----- Records supplied -----
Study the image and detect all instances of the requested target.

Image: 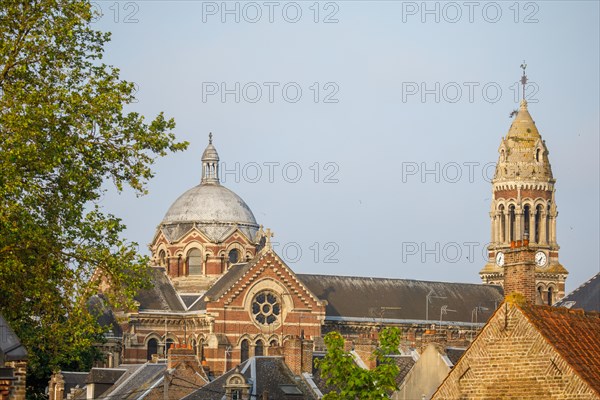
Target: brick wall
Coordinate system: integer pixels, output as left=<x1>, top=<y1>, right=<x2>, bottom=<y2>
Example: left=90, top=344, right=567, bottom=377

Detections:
left=432, top=303, right=598, bottom=400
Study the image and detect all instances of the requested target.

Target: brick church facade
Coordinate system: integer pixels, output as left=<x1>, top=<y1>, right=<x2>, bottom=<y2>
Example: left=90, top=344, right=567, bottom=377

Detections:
left=95, top=69, right=567, bottom=384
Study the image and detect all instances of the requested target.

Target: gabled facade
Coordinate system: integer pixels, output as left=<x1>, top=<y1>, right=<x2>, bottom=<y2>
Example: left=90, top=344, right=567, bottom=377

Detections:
left=433, top=301, right=600, bottom=400
left=97, top=137, right=502, bottom=377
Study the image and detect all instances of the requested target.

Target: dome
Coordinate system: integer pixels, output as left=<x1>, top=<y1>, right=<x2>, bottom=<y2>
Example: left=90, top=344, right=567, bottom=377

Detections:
left=162, top=184, right=258, bottom=228
left=161, top=134, right=259, bottom=242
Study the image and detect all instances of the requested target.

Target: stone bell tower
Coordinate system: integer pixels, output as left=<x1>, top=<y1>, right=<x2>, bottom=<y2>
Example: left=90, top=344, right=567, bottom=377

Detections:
left=479, top=64, right=568, bottom=304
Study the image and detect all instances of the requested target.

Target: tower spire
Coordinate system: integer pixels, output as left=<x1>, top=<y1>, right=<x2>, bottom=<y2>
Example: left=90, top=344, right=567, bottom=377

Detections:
left=201, top=132, right=219, bottom=185
left=521, top=60, right=527, bottom=101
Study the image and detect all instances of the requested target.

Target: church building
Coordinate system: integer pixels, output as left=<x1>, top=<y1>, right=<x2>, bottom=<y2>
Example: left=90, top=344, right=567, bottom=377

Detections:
left=96, top=67, right=568, bottom=386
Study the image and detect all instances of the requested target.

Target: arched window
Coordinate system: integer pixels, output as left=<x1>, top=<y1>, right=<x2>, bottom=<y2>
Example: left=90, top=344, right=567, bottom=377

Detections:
left=523, top=205, right=531, bottom=239
left=187, top=249, right=202, bottom=275
left=229, top=249, right=240, bottom=264
left=508, top=205, right=515, bottom=242
left=190, top=339, right=198, bottom=355
left=536, top=286, right=544, bottom=304
left=534, top=205, right=542, bottom=243
left=146, top=339, right=158, bottom=360
left=499, top=204, right=506, bottom=243
left=546, top=204, right=552, bottom=242
left=254, top=340, right=265, bottom=356
left=240, top=339, right=250, bottom=363
left=165, top=338, right=175, bottom=355
left=548, top=286, right=554, bottom=306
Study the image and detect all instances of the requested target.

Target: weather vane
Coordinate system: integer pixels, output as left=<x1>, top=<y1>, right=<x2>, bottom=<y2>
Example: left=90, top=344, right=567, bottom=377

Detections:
left=521, top=60, right=527, bottom=100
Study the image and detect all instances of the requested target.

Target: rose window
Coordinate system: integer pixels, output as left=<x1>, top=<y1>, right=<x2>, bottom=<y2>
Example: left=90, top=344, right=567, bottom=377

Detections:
left=252, top=291, right=281, bottom=325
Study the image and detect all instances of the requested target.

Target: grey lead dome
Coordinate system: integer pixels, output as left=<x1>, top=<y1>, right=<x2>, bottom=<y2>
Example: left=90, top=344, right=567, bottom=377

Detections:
left=163, top=184, right=258, bottom=227
left=161, top=134, right=259, bottom=242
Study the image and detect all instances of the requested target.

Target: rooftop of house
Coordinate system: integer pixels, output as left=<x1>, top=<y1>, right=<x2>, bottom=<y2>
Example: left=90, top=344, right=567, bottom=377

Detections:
left=555, top=272, right=600, bottom=312
left=519, top=305, right=600, bottom=394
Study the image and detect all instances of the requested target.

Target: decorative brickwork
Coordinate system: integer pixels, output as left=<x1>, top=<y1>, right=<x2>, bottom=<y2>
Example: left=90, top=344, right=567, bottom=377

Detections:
left=479, top=100, right=568, bottom=304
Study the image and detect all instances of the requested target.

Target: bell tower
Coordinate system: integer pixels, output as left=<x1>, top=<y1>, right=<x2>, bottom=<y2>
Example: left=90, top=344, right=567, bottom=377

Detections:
left=479, top=63, right=568, bottom=304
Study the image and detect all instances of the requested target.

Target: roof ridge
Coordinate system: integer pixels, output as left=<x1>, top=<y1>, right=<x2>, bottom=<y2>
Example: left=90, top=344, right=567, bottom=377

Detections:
left=296, top=274, right=500, bottom=287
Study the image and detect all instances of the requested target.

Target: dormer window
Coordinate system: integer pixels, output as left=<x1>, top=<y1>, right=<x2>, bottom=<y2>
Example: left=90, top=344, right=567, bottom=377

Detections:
left=187, top=249, right=202, bottom=275
left=225, top=368, right=250, bottom=400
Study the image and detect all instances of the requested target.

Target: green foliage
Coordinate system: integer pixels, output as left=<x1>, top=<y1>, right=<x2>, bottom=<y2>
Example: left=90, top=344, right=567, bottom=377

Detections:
left=315, top=327, right=400, bottom=400
left=0, top=0, right=187, bottom=394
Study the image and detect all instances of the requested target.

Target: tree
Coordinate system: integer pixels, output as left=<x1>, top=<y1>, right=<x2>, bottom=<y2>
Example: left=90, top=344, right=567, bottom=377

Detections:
left=316, top=327, right=400, bottom=400
left=0, top=0, right=187, bottom=394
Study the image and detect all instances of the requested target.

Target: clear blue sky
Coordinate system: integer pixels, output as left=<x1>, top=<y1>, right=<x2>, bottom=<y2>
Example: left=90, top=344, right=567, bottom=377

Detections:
left=93, top=0, right=600, bottom=291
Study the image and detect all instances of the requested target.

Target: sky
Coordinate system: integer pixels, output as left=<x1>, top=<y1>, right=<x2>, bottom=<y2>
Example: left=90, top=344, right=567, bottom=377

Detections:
left=92, top=0, right=600, bottom=292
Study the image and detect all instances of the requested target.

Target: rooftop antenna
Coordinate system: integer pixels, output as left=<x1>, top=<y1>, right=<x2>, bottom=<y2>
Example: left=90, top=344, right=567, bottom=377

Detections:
left=521, top=60, right=527, bottom=100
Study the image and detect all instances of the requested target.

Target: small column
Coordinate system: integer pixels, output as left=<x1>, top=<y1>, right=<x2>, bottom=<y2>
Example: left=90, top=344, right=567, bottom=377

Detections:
left=490, top=213, right=498, bottom=244
left=540, top=211, right=548, bottom=244
left=529, top=209, right=535, bottom=242
left=548, top=215, right=556, bottom=244
left=515, top=209, right=523, bottom=240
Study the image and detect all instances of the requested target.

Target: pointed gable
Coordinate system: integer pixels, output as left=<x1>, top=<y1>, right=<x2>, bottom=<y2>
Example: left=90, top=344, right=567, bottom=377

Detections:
left=432, top=302, right=600, bottom=400
left=204, top=250, right=321, bottom=308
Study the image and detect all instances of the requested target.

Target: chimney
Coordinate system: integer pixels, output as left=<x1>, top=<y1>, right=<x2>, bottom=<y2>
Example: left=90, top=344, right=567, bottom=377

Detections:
left=283, top=336, right=302, bottom=375
left=504, top=241, right=536, bottom=304
left=167, top=345, right=198, bottom=369
left=354, top=337, right=377, bottom=370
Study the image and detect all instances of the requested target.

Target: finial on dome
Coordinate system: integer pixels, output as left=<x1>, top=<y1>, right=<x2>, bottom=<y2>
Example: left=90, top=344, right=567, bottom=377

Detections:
left=201, top=132, right=219, bottom=184
left=521, top=60, right=527, bottom=105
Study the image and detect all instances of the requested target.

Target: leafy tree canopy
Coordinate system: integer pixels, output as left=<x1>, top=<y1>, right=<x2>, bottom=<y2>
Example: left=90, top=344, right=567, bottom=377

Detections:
left=316, top=327, right=400, bottom=400
left=0, top=0, right=187, bottom=394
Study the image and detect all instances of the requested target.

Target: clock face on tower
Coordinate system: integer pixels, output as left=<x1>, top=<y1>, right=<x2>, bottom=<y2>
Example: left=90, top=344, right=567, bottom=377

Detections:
left=496, top=251, right=504, bottom=267
left=535, top=251, right=548, bottom=267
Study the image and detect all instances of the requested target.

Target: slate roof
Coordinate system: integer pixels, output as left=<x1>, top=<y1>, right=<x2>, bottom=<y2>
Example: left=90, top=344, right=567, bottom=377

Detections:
left=297, top=274, right=503, bottom=323
left=203, top=257, right=252, bottom=300
left=519, top=305, right=600, bottom=395
left=555, top=272, right=600, bottom=312
left=135, top=267, right=186, bottom=312
left=184, top=356, right=314, bottom=400
left=85, top=368, right=127, bottom=385
left=102, top=363, right=167, bottom=400
left=0, top=314, right=27, bottom=365
left=61, top=372, right=88, bottom=394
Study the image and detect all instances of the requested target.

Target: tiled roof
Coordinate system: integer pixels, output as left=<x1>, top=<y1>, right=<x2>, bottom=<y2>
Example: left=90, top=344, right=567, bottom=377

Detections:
left=520, top=305, right=600, bottom=395
left=394, top=356, right=415, bottom=385
left=555, top=272, right=600, bottom=312
left=135, top=267, right=186, bottom=312
left=297, top=274, right=503, bottom=323
left=184, top=356, right=314, bottom=400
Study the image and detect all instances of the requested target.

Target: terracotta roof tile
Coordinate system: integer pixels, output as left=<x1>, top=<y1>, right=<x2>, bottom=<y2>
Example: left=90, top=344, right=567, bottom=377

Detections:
left=520, top=305, right=600, bottom=394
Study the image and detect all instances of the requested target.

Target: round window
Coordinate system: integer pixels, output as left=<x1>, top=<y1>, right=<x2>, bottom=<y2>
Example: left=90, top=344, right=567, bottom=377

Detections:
left=252, top=291, right=281, bottom=325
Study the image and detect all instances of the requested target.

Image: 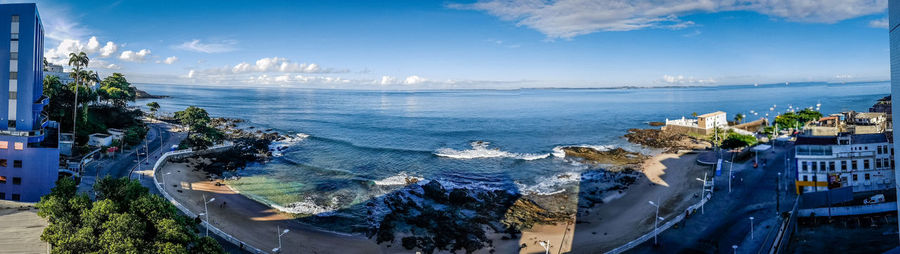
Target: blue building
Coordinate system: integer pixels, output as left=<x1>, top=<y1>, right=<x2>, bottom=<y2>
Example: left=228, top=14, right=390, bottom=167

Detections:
left=0, top=3, right=59, bottom=202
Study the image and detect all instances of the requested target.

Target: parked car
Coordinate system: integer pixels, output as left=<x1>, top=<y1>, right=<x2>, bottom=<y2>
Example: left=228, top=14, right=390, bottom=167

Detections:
left=863, top=194, right=884, bottom=205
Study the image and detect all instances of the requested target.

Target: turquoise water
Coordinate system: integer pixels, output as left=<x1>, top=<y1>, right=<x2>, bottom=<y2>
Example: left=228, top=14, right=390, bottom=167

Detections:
left=136, top=82, right=890, bottom=214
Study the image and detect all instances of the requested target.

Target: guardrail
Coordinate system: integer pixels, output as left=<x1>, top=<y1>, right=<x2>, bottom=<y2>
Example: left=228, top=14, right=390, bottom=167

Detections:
left=769, top=197, right=800, bottom=254
left=153, top=143, right=266, bottom=253
left=605, top=195, right=712, bottom=254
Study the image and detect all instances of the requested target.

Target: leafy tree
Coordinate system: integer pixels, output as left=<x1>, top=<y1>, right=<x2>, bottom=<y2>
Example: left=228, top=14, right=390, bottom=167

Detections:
left=175, top=106, right=225, bottom=150
left=147, top=101, right=159, bottom=117
left=734, top=113, right=745, bottom=123
left=98, top=73, right=137, bottom=108
left=722, top=132, right=758, bottom=149
left=37, top=177, right=224, bottom=253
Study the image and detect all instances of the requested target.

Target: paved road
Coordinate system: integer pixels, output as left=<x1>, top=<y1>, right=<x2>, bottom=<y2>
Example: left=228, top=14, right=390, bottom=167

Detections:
left=630, top=144, right=795, bottom=253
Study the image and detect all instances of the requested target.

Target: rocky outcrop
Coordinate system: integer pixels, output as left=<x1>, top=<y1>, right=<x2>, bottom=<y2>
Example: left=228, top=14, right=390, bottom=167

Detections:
left=625, top=129, right=705, bottom=152
left=562, top=146, right=647, bottom=171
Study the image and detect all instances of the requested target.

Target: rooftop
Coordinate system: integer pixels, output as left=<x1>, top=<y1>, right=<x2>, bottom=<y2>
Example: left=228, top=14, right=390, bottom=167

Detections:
left=697, top=111, right=725, bottom=118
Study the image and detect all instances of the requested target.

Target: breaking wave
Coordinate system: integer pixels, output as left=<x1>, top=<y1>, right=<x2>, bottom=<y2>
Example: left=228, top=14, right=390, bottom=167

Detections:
left=269, top=133, right=309, bottom=157
left=434, top=141, right=550, bottom=161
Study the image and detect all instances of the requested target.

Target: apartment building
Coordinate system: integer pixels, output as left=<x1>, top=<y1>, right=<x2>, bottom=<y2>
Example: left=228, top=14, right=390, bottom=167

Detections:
left=0, top=3, right=59, bottom=202
left=794, top=132, right=894, bottom=194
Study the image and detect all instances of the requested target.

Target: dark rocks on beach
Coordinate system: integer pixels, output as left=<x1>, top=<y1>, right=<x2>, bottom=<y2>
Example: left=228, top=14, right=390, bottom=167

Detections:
left=625, top=129, right=700, bottom=152
left=369, top=181, right=570, bottom=253
left=134, top=88, right=169, bottom=99
left=563, top=146, right=647, bottom=169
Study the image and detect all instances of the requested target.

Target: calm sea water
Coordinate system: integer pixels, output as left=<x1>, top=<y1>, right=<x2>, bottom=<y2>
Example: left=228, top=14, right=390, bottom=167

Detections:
left=136, top=82, right=890, bottom=213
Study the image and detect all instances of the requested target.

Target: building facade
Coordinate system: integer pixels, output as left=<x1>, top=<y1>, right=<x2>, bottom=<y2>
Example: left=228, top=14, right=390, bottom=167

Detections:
left=888, top=0, right=900, bottom=240
left=0, top=3, right=59, bottom=202
left=794, top=133, right=895, bottom=194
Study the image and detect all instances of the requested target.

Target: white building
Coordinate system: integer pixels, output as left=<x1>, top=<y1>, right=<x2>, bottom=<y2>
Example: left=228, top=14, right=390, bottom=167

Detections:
left=794, top=133, right=895, bottom=193
left=663, top=111, right=728, bottom=134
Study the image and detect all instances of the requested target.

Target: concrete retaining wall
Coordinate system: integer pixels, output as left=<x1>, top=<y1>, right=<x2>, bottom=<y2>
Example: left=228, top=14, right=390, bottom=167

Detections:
left=153, top=143, right=266, bottom=253
left=606, top=193, right=711, bottom=254
left=797, top=202, right=897, bottom=217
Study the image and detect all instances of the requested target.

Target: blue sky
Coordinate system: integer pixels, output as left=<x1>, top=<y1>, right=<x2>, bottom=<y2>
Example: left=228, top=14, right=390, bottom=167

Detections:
left=14, top=0, right=889, bottom=89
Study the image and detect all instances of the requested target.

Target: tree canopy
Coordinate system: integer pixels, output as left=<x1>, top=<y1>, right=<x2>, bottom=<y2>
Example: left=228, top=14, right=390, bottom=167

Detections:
left=175, top=106, right=225, bottom=150
left=775, top=108, right=822, bottom=129
left=721, top=132, right=759, bottom=149
left=37, top=176, right=224, bottom=253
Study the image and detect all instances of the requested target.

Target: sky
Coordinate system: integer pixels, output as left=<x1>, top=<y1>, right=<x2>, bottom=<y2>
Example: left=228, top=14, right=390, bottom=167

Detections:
left=10, top=0, right=890, bottom=89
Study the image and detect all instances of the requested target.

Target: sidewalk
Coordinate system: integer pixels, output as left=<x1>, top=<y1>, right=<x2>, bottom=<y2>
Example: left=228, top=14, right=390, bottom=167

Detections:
left=630, top=146, right=792, bottom=253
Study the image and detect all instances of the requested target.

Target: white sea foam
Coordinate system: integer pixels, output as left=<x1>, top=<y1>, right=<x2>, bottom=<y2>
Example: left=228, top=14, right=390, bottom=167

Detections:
left=553, top=145, right=616, bottom=158
left=272, top=197, right=338, bottom=216
left=373, top=172, right=425, bottom=186
left=516, top=172, right=581, bottom=195
left=434, top=141, right=550, bottom=161
left=269, top=133, right=309, bottom=157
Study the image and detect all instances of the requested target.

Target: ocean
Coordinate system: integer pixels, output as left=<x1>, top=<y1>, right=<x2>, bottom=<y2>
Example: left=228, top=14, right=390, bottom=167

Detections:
left=135, top=82, right=890, bottom=220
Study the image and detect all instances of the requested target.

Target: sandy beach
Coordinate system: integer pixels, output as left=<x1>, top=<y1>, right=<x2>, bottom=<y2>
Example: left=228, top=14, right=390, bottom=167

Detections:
left=159, top=163, right=381, bottom=253
left=512, top=153, right=709, bottom=253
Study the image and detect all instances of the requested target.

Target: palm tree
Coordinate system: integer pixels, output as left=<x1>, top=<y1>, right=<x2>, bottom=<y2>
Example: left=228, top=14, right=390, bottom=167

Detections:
left=69, top=51, right=91, bottom=139
left=734, top=113, right=744, bottom=123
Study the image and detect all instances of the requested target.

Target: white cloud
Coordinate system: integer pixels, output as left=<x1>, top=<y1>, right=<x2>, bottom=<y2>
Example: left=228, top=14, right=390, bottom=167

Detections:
left=174, top=39, right=237, bottom=54
left=869, top=17, right=890, bottom=28
left=119, top=49, right=150, bottom=62
left=198, top=57, right=347, bottom=75
left=44, top=36, right=118, bottom=65
left=662, top=75, right=716, bottom=85
left=100, top=41, right=119, bottom=57
left=378, top=76, right=397, bottom=85
left=449, top=0, right=887, bottom=38
left=163, top=56, right=178, bottom=64
left=403, top=75, right=428, bottom=85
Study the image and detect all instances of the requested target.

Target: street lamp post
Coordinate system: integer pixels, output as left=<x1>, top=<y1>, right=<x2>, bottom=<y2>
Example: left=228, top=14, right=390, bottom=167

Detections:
left=728, top=151, right=734, bottom=193
left=200, top=194, right=216, bottom=236
left=647, top=200, right=663, bottom=245
left=750, top=216, right=753, bottom=240
left=538, top=240, right=550, bottom=254
left=272, top=226, right=291, bottom=253
left=700, top=173, right=708, bottom=213
left=159, top=172, right=172, bottom=188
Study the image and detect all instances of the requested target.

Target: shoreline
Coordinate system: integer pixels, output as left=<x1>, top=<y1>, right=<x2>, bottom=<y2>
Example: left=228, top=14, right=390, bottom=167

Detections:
left=173, top=114, right=712, bottom=253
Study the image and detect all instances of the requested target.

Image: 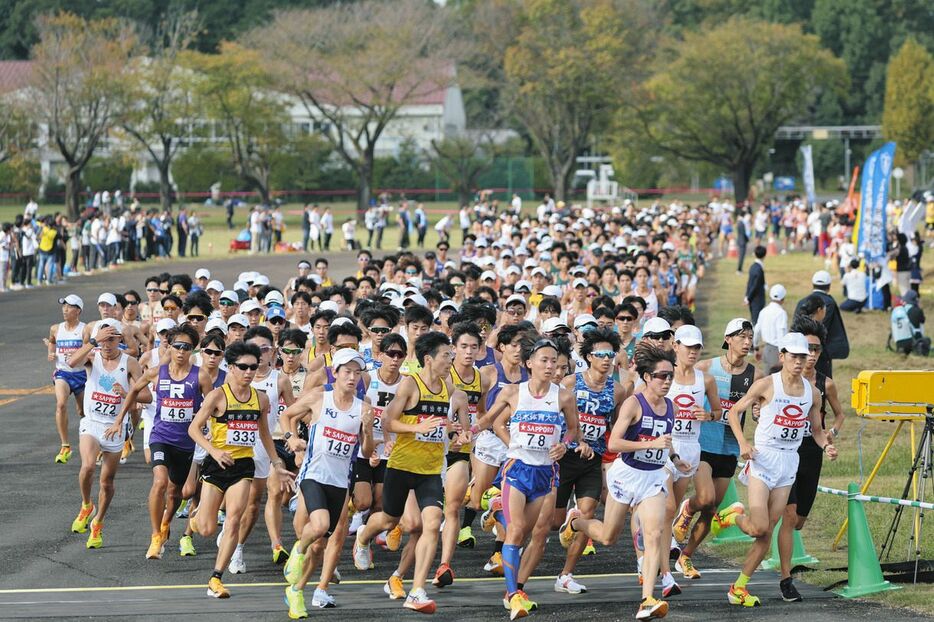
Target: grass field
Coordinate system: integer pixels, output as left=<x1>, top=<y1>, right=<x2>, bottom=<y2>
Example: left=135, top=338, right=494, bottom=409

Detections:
left=698, top=253, right=934, bottom=614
-----
Exercise directions » Could you copy out, word for word, everything from the start of the items through the line containing "left=95, top=69, right=567, bottom=384", including that line, and leave out the pictures?

Finished answer »
Study the image and detect all instances of the requested target.

Image: 
Target: brick wall
Coordinate system: integer pixels, output as left=<x1>, top=<y1>, right=<x2>, bottom=<y2>
Example: left=90, top=344, right=567, bottom=377

Detections:
left=432, top=303, right=598, bottom=400
Study the image and detect all instances of the requested target.

Target: brick church facade
Coordinate system: integer pixels, output as left=<x1>, top=<y1>, right=<x2>, bottom=<y2>
Example: left=90, top=344, right=567, bottom=377

Detections:
left=95, top=69, right=567, bottom=384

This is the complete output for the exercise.